- [Your instructions] Turn the material, from its first line up to and including the line with "[302,442,381,507]", into a numbered list, leaving out any blank lines.

#### Material shown

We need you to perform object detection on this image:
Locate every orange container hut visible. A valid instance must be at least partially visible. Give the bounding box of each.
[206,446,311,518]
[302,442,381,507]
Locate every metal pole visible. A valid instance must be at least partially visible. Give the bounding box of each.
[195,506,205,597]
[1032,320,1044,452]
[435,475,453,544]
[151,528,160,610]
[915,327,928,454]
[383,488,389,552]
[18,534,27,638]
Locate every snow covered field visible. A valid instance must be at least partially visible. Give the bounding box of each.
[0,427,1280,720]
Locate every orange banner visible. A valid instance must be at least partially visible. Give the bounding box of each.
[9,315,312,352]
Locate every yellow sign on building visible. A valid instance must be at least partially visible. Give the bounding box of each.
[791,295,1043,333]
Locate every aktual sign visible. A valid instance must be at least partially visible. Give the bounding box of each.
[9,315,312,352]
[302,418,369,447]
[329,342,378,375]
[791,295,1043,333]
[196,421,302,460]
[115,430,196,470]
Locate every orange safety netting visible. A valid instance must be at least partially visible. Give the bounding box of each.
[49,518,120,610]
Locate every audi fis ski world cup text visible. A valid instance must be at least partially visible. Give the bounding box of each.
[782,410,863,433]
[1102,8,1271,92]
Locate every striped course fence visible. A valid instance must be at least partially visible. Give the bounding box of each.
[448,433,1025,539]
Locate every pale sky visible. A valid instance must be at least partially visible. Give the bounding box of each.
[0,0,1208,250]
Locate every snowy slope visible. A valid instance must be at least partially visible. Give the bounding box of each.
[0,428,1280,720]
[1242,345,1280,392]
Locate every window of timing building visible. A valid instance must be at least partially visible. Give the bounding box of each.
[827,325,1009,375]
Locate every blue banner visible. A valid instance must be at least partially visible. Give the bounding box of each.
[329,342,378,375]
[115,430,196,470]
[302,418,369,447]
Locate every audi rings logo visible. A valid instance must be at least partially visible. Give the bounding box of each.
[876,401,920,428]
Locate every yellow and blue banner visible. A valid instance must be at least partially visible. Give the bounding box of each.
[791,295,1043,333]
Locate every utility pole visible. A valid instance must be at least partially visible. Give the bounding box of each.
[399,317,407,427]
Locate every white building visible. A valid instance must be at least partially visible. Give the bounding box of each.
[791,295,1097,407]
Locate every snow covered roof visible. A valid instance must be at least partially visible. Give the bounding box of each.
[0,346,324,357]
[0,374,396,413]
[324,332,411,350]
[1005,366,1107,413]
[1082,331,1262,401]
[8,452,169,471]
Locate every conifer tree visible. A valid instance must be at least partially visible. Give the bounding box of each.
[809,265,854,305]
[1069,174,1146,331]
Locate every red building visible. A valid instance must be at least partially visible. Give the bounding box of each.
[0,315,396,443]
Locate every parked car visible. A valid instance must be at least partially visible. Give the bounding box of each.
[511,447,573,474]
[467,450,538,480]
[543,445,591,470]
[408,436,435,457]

########

- [Correct answer]
1. We need you to perform object detection on this image:
2. Locate every orange container hut visible. A valid instance must be at least partially visible. Give the bounding box of each.
3. [206,446,311,518]
4. [302,442,381,507]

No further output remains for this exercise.